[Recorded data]
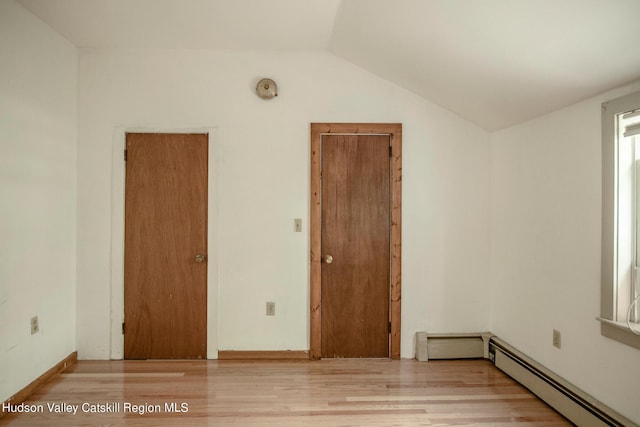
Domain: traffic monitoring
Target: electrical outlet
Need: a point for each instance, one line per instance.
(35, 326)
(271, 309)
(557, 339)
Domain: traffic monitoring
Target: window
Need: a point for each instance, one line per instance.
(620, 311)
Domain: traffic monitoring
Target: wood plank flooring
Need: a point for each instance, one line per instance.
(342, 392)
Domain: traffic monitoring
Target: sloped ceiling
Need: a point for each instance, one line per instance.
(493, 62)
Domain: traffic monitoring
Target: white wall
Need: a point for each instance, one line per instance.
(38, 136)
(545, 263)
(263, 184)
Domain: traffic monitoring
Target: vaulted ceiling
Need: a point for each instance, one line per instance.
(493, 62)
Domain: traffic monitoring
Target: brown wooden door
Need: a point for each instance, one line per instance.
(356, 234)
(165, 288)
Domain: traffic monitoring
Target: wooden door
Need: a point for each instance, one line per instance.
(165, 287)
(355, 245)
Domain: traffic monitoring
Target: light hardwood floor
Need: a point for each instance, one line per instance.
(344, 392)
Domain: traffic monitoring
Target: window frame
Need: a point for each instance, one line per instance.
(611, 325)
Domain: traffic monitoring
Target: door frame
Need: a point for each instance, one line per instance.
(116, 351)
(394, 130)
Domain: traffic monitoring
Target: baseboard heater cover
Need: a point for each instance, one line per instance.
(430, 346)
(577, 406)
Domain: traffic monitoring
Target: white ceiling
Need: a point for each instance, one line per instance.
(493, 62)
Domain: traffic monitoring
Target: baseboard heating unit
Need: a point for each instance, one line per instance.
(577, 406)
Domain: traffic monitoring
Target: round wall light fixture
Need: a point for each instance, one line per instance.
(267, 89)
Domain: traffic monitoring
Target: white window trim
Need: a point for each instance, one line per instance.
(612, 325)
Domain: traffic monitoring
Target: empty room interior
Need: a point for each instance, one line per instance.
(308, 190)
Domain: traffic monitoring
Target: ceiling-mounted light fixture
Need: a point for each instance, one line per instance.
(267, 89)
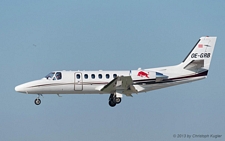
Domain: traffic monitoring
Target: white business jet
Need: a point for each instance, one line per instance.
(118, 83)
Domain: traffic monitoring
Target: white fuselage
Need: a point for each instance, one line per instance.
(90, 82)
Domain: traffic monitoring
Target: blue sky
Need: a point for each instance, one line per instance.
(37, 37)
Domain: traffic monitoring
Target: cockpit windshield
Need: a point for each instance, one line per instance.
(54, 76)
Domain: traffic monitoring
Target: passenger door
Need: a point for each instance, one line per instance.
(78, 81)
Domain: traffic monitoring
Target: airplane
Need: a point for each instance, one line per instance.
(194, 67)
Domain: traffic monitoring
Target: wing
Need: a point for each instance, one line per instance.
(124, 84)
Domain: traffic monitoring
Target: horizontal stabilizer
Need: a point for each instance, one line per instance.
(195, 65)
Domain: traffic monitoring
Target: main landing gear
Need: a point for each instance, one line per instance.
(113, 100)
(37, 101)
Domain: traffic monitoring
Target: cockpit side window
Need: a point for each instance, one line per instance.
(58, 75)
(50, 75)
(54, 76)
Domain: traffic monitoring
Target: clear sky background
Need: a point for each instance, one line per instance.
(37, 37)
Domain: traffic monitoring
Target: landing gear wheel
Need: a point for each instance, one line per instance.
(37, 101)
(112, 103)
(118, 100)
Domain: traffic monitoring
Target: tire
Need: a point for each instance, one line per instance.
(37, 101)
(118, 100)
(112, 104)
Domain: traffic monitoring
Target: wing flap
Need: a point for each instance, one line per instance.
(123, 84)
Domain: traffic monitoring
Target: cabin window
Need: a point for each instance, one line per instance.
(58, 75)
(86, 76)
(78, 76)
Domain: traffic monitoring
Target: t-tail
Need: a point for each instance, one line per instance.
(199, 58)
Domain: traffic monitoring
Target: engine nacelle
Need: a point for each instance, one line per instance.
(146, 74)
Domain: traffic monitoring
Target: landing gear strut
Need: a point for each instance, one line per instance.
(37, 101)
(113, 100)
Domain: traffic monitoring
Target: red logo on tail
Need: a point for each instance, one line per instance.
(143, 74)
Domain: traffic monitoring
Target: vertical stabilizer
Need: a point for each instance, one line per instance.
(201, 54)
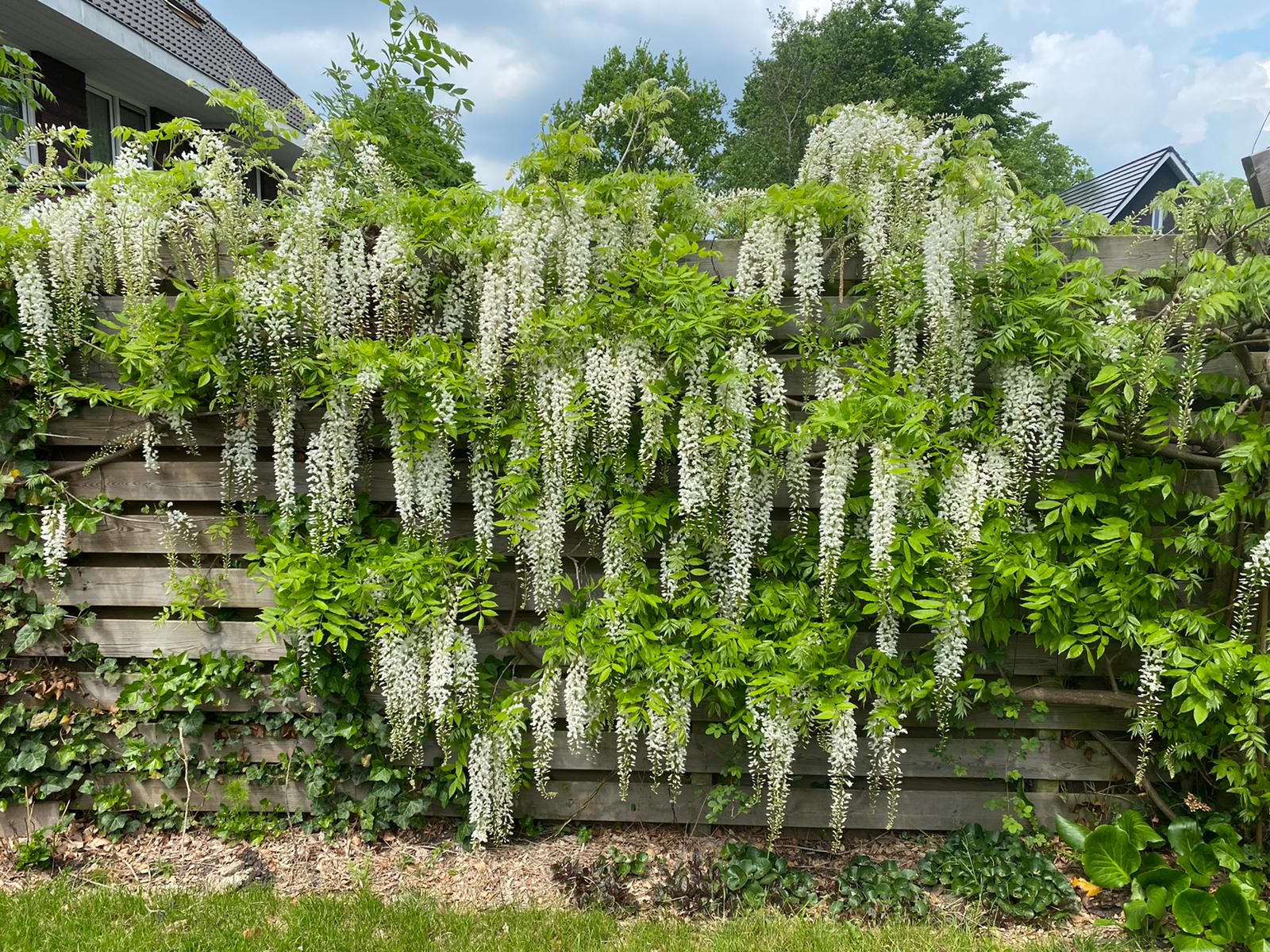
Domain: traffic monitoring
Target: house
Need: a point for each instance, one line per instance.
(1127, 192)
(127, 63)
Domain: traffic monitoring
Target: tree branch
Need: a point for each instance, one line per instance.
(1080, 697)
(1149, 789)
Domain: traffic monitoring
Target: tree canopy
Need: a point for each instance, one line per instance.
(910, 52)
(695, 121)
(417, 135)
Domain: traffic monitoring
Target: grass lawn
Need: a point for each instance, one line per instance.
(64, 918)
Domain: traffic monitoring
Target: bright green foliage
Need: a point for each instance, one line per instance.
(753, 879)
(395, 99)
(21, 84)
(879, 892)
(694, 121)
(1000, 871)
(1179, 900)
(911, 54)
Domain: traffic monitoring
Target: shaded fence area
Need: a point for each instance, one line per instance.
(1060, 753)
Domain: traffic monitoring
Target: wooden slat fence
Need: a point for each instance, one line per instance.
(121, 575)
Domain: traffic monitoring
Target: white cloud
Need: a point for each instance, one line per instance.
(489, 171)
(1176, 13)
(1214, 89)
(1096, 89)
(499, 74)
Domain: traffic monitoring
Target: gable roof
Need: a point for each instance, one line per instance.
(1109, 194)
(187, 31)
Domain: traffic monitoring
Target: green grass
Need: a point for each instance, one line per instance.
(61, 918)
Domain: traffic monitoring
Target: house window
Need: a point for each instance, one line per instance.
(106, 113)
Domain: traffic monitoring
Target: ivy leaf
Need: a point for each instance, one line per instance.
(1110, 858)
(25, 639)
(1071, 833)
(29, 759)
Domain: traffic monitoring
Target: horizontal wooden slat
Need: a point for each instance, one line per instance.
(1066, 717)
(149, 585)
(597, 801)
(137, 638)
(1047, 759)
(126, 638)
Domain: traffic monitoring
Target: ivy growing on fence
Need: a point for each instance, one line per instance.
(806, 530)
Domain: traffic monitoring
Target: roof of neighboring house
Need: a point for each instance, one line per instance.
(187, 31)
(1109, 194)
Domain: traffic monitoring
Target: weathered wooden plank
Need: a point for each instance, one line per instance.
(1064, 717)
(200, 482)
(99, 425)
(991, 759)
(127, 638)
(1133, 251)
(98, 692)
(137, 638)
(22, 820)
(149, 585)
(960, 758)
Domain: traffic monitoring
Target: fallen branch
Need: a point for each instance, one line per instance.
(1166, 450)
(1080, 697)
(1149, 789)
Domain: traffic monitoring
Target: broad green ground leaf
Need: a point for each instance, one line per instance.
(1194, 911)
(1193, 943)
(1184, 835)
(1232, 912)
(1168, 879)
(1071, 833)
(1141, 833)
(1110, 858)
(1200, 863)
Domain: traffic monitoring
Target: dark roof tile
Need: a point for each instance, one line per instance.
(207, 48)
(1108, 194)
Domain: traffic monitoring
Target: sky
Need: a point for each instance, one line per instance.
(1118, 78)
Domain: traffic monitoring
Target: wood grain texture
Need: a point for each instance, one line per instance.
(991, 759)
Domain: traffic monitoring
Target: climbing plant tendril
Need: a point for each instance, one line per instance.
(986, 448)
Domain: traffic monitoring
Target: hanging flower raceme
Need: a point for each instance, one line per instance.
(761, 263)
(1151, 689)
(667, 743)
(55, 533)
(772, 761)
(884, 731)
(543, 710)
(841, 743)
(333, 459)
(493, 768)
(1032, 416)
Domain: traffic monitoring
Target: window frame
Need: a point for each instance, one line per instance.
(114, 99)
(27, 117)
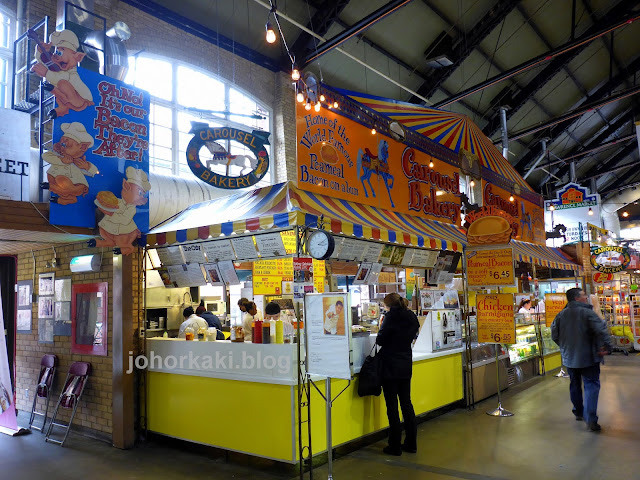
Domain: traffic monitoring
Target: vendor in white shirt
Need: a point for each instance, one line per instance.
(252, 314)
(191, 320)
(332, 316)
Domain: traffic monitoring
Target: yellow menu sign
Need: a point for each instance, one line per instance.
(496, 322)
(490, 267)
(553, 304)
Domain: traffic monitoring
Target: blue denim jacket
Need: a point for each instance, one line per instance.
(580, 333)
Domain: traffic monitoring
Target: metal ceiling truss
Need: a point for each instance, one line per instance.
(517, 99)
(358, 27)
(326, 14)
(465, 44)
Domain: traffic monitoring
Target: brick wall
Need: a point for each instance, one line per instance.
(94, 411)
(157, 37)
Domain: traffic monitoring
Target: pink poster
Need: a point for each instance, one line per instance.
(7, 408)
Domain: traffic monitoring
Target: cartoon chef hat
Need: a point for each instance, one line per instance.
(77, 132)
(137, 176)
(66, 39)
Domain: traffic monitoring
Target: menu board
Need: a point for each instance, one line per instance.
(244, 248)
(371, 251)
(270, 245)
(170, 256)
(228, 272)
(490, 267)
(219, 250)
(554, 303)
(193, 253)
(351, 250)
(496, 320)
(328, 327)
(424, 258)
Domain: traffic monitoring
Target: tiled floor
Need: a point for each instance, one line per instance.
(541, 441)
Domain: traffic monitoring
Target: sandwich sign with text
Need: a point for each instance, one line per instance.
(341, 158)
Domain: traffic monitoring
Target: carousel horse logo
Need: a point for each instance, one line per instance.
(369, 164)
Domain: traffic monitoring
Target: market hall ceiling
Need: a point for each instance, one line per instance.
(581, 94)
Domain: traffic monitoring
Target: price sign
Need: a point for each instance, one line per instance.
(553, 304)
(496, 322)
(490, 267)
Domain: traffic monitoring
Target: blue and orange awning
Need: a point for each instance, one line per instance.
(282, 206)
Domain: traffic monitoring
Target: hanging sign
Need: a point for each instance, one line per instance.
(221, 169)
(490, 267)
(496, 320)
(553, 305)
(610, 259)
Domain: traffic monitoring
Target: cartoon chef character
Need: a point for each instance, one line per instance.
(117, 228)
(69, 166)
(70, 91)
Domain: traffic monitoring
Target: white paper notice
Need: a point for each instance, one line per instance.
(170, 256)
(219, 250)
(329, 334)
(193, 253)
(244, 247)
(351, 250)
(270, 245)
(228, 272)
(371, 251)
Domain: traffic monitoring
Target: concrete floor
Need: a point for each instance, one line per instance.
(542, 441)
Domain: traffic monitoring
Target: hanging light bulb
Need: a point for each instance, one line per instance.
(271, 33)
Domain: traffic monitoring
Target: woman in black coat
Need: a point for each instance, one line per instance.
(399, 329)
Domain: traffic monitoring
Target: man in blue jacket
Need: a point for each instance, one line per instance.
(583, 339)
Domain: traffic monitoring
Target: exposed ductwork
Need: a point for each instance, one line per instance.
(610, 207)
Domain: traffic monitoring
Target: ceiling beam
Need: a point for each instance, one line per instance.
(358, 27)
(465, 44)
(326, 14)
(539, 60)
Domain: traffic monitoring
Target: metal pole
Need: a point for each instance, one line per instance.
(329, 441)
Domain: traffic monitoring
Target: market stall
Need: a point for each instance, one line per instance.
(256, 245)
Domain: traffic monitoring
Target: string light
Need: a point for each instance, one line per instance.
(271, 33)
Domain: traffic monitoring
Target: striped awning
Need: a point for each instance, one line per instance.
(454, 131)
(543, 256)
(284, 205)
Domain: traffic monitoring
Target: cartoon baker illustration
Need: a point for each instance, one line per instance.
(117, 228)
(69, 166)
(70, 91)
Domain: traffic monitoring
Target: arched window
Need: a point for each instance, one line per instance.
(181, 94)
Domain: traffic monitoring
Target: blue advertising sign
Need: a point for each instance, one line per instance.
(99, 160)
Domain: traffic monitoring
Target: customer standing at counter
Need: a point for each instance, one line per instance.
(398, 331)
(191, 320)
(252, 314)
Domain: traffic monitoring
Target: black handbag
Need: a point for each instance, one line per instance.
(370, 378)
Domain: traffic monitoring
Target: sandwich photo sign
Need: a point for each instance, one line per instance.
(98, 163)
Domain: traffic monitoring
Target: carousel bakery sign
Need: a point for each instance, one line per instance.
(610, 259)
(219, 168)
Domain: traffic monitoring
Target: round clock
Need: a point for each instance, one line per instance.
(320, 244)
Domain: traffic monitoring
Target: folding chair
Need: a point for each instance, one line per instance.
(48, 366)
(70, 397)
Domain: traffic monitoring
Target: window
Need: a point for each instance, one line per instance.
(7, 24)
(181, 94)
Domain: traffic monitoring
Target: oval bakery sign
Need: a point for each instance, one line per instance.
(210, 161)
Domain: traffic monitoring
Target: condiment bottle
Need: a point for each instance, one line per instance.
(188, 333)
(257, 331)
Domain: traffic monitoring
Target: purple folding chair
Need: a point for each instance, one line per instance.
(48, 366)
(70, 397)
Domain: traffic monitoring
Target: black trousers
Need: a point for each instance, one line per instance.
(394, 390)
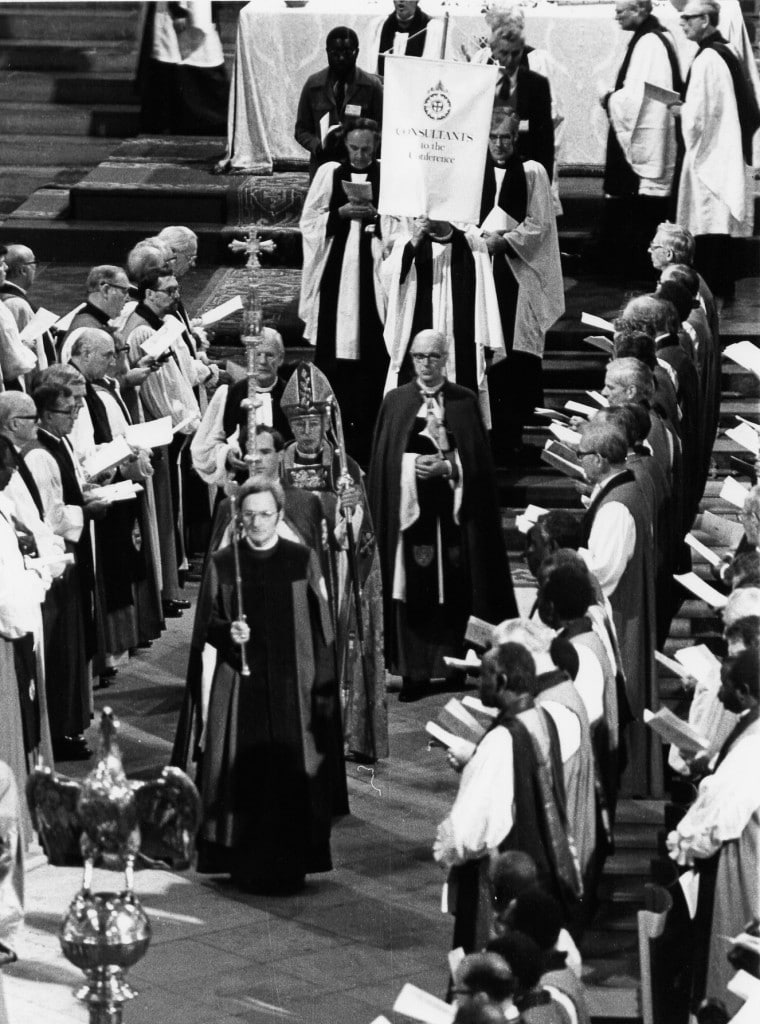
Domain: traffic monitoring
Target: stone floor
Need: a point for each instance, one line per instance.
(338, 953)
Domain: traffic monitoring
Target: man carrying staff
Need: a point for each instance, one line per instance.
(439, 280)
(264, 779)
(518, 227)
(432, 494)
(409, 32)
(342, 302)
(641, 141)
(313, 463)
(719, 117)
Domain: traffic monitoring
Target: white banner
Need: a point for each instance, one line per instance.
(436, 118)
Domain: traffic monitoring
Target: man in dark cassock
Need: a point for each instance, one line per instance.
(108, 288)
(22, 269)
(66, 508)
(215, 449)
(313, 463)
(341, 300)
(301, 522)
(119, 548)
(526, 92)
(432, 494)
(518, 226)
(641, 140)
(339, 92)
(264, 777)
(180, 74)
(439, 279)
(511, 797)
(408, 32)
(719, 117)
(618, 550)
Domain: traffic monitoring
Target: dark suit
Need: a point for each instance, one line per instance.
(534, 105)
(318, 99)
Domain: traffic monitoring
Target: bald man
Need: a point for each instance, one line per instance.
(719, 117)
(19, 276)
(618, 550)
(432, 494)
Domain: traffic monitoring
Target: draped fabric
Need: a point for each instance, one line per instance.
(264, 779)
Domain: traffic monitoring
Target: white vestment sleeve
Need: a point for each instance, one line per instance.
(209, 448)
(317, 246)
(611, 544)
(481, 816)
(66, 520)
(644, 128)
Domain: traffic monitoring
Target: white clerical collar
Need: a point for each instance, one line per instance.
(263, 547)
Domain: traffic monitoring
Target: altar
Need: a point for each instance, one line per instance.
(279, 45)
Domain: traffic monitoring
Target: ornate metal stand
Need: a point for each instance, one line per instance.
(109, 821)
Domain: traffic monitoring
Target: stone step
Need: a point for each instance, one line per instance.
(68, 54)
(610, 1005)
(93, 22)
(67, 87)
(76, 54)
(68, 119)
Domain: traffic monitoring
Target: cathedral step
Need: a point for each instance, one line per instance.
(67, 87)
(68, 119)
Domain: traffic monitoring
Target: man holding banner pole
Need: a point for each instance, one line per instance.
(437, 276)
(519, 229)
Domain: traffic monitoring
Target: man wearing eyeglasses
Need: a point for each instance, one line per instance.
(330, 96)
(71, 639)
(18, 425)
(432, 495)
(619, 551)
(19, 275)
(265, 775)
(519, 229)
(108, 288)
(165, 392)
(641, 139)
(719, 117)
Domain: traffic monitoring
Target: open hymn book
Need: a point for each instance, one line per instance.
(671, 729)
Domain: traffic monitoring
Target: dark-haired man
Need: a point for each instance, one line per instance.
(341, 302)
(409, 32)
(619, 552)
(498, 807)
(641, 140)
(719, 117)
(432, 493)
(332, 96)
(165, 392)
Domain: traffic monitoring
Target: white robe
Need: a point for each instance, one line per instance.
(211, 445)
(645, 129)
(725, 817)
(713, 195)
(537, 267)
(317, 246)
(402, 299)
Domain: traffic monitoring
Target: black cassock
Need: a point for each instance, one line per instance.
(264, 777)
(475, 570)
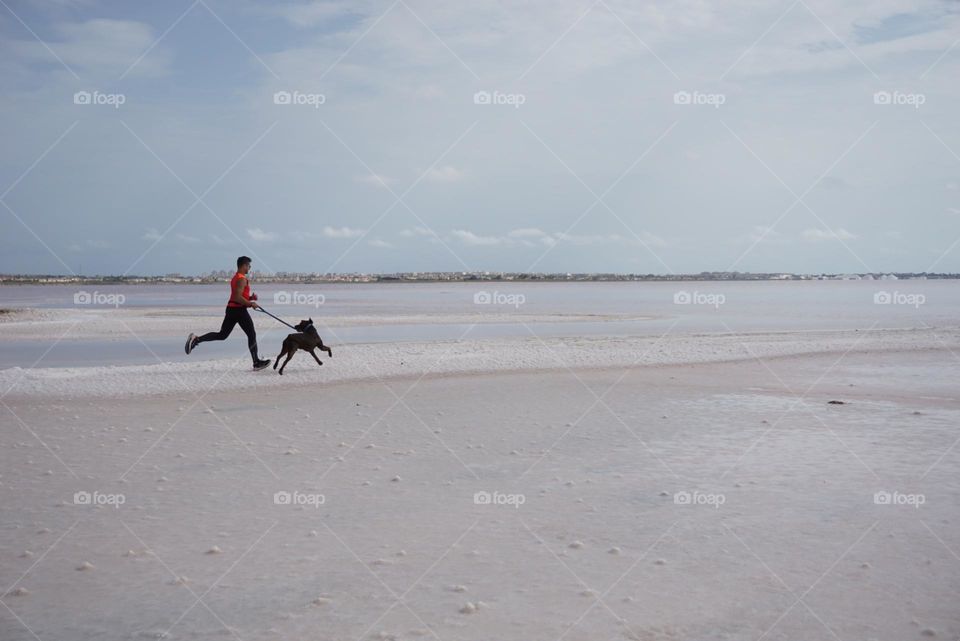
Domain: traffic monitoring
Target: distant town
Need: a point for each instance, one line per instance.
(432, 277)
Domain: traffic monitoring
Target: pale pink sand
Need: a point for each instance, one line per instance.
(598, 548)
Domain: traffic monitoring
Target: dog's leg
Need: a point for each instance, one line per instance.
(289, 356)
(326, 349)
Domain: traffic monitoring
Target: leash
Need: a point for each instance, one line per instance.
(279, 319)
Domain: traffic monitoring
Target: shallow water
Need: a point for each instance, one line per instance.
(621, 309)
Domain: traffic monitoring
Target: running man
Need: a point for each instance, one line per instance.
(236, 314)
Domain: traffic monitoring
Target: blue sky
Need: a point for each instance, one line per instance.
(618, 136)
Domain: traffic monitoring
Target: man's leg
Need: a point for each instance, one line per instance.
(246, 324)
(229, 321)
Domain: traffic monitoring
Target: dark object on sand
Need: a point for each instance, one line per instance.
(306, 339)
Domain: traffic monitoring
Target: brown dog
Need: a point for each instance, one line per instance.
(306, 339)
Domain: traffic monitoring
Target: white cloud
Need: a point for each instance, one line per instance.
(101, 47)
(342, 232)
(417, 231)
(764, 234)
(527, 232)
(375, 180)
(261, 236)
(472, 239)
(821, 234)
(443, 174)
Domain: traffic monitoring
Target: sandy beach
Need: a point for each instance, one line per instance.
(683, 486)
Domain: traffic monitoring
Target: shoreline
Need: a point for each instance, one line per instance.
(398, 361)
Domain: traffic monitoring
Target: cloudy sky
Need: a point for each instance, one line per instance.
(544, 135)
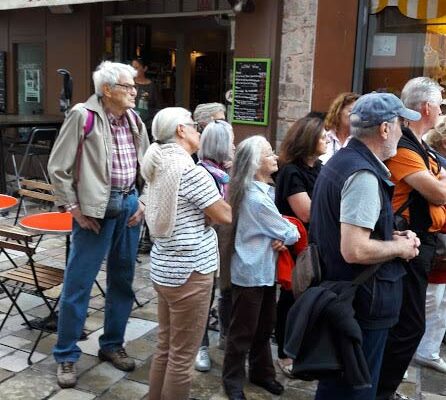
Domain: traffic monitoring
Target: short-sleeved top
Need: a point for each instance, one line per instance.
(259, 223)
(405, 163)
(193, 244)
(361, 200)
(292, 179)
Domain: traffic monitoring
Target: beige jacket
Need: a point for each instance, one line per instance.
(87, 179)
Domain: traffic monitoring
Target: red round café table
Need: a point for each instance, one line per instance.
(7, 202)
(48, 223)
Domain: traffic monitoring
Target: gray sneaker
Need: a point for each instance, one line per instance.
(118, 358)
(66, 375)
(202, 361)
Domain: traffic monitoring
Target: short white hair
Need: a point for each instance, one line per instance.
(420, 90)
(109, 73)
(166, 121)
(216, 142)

EXERCISE OBJECTIVE
How many lines of the entries contain the word "chair"? Only the number is wanted.

THE ANSWER
2